**Required actions**
- A) Answer these questions about the TreeMemoryPredictor text, one line each, marked (i), (ii), (iii):
(i) What decay value is passed when the model is initialized under "Basic Usage"?
(ii) Which masked mode is the default?
(iii) Under what file name is the model saved in the saving example?
- B) Decide whether each statement agrees with the TreeMemoryPredictor text. For each, answer yes or no and quote the words that decide it.
(i) With model.fit(), the context has to be cleared by hand between sequences.
(ii) A temperature below 1.0 makes predictions strict.
(iii) The squared mode ignores only recent tokens.
- C) Pick up the TreeMemoryPredictor text from where it stops and continue it.

Simply copy the tmp.py class code into your project.

1. Basic Usage (Continuous Stream)

from tmp import TreeMemoryPredictor

# Initialize: Max context of 5, Forgets at a rate of 0.9 per step
model = TreeMemoryPredictor(n_max=5, decay=0.9)

sequence =['click', 'buy', 'click', 'buy', 'click']

# Online Learning loop
for token in sequence:
    # 1. Predict next token (Greedy / Argmax)
    prediction = model.predict() 
    print(f"Predicted next step: {prediction}")
    
    # 2. Ingest the actual token & instantly learn it
    model.update(token) 

2. Advanced Generation (LLM-style Sampling)

You can control the randomness of the prediction using standard LLM parameters.

# Temperature > 1.0 makes it creative, < 1.0 makes it strict and confident
next_token = model.predict(temperature=1.2, top_k=5)

# Nucleus Sampling (Dynamically limits candidates to top 90% of probability mass)
next_token = model.predict(top_p=0.9)

3. Handling Noisy Data (Masked Inference)

Real-world data can contain noise or typos (e.g., ["open", "red", "door"] instead of ["open", "wooden", "door"]). TMP can fallback to wildcard matching to bridge the gap:

  • none: Strict exact sequence match (Default & Fastest).
  • linear: Ignores recent noisy tokens (treats them as wildcards), but strictly matches older history.
  • squared: Full combinatorial search. Any token in the context can independently be matched or ignored.
# Enable wildcard fallback to find correlations across noisy sequences
model.predict(masked_mode='linear')

4. Batch Training & Context Management

Handle independent sequences (e.g., separate user sessions or completely different documents) by clearing the context between them.

dataset = [
    ['user', 'login', 'view_item', 'logout'],
    ['admin', 'login', 'delete_user', 'logout']
]

# model.fit() automatically flushes context between sequences
model.fit(dataset) 

# Inference: Manually set context to simulate an active session
model.fill_context(['admin', 'login'])
probs = model.predict_proba() 
# -> {'delete_user': 0.9, 'logout': 0.1}

5. Saving and Loading

TMP handles dynamic internal caches safely during serialization.

# Save the model state to disk
model.save("my_predictor.pkl")

# Load it back later
restored_model = TreeMemoryPredictor.load("my_predictor.pkl")

🔬 Under the Hood: The Math

The algorithm uses a weighted voting system across multiple Markov orders (Prediction by Partial Matching).

The Weighting Formula (Log-Space)

Each valid node in the Trie calculates its "voting power" using this exact formula:

$$ \log(Weight) = \log(N_{obs}) + \Delta t \cdot \log(Decay) + L_{eff} \cdot \log(S) $$

Where:

  • $N_{obs}$: Frequency count of the token.

**Dataset content**
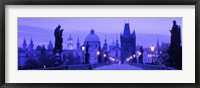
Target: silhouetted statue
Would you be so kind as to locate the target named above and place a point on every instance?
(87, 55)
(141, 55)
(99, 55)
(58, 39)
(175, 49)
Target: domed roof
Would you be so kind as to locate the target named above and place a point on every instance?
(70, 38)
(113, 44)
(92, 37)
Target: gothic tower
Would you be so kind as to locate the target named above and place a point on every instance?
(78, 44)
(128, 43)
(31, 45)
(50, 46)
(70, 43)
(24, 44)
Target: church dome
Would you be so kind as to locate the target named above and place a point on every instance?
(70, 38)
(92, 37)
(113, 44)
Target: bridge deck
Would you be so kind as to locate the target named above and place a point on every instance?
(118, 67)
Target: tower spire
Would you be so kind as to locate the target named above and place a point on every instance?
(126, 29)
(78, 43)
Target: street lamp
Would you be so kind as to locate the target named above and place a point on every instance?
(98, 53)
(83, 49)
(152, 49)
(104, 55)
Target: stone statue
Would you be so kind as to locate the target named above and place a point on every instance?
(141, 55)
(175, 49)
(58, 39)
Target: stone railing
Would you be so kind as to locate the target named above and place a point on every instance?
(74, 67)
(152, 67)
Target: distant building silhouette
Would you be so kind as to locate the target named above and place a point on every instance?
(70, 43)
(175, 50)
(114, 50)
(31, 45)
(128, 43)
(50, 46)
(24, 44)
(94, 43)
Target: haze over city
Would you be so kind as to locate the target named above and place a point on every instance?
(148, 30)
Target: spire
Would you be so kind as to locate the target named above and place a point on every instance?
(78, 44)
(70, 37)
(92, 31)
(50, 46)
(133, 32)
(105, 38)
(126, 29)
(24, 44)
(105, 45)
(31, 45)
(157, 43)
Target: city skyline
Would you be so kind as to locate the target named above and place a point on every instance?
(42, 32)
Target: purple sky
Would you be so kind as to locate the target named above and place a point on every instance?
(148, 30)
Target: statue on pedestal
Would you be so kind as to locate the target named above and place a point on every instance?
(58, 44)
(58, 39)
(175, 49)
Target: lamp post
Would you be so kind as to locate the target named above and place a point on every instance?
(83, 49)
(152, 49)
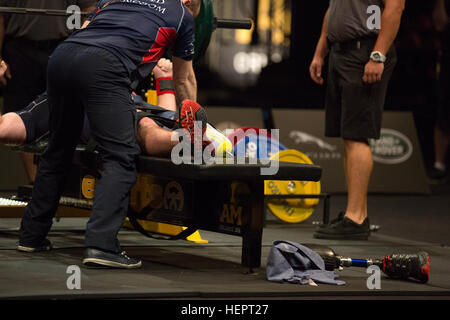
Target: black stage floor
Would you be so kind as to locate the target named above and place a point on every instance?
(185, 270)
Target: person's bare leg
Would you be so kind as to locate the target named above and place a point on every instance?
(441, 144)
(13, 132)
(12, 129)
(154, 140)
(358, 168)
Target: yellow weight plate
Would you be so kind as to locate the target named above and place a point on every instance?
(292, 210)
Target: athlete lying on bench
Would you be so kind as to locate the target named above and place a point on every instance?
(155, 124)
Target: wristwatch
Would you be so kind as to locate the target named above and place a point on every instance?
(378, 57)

**Task-by-task outputs**
- A)
(i) 0.9
(ii) none
(iii) my_predictor.pkl

- B)
(i) No: "model.fit() automatically flushes context between sequences"
(ii) Yes: "< 1.0 makes it strict and confident"
(iii) No: "Any token in the context can independently be matched or ignored."

- C)
  • $Decay$: Forgetting factor (e.g., 0.99).
  • $\Delta t$: Time steps since this node was last updated.
  • $L_{eff}$: Effective matched context length (Ignores wildcard * positions).
  • $S$: Current Vocabulary Size (Dynamically scales the reward for matching long patterns based on alphabet complexity).

🛠 Configuration Guide

Initialization Parameters

Parameter Type Default Description
n_max int 10 Maximum sequence length to remember. 3-5 for words, 10-20 for characters.
n_min int 1 Minimum effective context length required to accept a match.
decay float 0.99 Memory retention rate. 0.9 adapts fast to new trends; 0.999 keeps long-term memory.
alphabet_autoscale bool True Balances pattern-matching entropy. Keep this True in almost all cases.
pruning_step int 1000 How often (in steps) to execute the Garbage Collector.
cache_size int 4096 Size of internal lazy math caches. Increase if running on massive datasets with slow decay.

Prediction Parameters (predict / predict_proba)

Parameter Type Default Description
temperature float 1.0 Flattens (>1.0) or sharpens (<1.0) the distribution.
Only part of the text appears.